Written instruction:
Rewrite the lines from the one containing "Can you find the bokeh" through the one containing "[[14, 752], [323, 97], [58, 297]]", both included, replacing "one-line" with "single-line" and changing nothing else.

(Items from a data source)
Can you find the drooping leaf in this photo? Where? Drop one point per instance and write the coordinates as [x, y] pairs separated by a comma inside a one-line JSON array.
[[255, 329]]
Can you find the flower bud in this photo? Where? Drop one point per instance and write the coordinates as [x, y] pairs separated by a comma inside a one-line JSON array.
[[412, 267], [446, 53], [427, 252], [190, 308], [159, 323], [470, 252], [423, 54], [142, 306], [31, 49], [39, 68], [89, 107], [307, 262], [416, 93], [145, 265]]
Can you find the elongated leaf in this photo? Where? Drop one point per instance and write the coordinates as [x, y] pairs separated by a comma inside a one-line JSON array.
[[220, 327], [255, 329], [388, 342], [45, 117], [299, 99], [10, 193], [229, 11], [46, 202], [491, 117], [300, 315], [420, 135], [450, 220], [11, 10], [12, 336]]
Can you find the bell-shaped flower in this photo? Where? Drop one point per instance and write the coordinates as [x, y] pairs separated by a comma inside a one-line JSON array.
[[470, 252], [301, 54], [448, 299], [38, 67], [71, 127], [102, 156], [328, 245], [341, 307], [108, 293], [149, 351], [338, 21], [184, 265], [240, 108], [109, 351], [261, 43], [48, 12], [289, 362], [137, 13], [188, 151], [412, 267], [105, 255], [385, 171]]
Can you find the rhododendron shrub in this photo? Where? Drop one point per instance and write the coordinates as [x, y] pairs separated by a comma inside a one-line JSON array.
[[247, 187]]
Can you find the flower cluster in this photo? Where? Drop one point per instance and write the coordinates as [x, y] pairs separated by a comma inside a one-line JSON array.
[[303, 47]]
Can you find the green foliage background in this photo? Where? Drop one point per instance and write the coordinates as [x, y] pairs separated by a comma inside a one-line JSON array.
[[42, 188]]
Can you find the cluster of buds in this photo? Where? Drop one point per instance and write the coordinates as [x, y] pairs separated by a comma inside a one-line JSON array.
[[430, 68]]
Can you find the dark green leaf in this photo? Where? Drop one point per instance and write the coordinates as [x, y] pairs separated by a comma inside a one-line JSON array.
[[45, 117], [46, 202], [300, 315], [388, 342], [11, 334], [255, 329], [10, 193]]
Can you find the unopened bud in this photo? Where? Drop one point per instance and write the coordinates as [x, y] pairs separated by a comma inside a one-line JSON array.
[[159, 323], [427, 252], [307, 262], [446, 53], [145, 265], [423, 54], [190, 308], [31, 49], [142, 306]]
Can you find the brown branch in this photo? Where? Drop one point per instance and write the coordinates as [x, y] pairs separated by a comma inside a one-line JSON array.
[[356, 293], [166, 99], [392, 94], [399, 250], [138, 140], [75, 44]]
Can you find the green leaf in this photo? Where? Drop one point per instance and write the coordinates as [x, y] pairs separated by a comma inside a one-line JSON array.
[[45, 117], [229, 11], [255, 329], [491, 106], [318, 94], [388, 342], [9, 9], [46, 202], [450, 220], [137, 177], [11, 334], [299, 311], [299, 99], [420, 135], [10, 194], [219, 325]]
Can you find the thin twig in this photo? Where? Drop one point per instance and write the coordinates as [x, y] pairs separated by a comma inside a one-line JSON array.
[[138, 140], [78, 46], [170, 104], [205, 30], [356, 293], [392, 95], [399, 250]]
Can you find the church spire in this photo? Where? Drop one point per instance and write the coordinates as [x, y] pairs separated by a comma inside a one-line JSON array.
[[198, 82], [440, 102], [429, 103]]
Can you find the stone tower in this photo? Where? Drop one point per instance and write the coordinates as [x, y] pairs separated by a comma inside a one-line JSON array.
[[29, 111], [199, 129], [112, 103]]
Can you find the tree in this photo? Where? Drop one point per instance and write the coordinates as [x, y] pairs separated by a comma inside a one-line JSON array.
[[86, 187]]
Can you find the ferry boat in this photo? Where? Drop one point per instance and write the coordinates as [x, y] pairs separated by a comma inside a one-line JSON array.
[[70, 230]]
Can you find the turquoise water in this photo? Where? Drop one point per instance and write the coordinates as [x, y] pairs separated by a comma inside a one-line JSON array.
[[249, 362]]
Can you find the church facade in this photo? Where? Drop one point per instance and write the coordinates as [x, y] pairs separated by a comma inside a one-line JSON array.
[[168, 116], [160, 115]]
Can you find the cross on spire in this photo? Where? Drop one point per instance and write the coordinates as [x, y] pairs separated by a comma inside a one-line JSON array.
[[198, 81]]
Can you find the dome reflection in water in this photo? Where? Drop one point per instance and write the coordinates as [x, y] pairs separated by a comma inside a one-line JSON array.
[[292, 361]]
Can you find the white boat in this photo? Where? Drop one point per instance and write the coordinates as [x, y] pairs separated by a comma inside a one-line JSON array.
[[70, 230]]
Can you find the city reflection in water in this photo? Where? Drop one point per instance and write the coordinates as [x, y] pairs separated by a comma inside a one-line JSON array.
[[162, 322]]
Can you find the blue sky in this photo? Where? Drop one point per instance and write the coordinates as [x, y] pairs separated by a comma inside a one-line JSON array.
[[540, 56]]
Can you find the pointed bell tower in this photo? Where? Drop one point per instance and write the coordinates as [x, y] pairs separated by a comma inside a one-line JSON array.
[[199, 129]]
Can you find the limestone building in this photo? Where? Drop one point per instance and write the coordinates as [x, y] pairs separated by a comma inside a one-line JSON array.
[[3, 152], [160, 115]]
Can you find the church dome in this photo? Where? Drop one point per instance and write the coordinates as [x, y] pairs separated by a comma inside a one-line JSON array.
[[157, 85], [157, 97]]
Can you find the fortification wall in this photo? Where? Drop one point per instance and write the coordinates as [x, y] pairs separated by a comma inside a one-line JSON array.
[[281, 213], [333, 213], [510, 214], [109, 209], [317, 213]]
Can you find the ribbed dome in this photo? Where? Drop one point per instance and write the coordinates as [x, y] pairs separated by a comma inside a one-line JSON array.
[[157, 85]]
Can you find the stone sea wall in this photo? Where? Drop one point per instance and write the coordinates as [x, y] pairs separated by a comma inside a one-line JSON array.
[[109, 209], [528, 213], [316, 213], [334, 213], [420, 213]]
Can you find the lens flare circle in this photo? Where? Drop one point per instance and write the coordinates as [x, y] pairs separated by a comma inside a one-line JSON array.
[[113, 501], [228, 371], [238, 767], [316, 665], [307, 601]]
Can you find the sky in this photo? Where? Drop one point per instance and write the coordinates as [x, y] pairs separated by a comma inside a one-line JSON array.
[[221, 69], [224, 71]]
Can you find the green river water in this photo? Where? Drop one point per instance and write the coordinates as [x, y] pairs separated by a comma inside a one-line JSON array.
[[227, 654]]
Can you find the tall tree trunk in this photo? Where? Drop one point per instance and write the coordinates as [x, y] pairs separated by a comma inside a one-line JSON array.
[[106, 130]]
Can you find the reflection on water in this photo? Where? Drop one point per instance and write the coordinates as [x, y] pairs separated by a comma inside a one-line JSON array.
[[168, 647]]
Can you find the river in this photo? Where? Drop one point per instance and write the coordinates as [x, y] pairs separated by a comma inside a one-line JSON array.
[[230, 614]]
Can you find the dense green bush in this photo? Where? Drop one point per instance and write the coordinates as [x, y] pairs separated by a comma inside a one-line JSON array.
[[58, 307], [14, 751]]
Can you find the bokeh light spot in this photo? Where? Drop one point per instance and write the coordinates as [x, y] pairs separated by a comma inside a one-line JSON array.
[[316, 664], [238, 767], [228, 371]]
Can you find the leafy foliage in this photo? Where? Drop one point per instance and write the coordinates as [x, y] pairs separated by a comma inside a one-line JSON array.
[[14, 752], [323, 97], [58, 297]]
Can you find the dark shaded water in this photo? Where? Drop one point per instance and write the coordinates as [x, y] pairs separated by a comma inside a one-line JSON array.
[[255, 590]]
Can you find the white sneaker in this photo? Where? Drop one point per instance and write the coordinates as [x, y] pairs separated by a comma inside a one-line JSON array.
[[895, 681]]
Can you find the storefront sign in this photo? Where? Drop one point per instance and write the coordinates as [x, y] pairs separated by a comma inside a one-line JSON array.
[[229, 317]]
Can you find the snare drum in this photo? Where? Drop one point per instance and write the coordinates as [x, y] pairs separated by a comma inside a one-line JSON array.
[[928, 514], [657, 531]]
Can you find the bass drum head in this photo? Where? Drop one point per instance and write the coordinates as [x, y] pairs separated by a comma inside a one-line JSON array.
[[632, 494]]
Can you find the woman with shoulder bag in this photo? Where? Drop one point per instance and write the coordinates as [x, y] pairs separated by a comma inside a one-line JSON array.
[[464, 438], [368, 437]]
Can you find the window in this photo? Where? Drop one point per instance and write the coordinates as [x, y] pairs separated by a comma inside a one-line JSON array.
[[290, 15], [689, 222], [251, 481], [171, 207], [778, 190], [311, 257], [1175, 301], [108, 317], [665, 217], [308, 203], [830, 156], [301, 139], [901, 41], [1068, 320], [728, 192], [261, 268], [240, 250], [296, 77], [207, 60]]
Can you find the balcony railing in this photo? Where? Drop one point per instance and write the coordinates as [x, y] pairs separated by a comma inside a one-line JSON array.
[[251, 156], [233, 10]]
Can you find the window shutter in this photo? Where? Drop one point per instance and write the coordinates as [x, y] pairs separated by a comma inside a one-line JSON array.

Solution to this task:
Can you find the bokeh light spot in this photo? Where? Drop one point per instance and write the coordinates as [x, y] pairs separated by a comma inside a single-line JSON array.
[[316, 664], [238, 767], [228, 371]]
Can you find the leafy foliage in this photo? Where? Drop one point per instance and write the coordinates as [x, y] pairs separated by a comma inside a single-line JSON array.
[[14, 752], [323, 97], [58, 297]]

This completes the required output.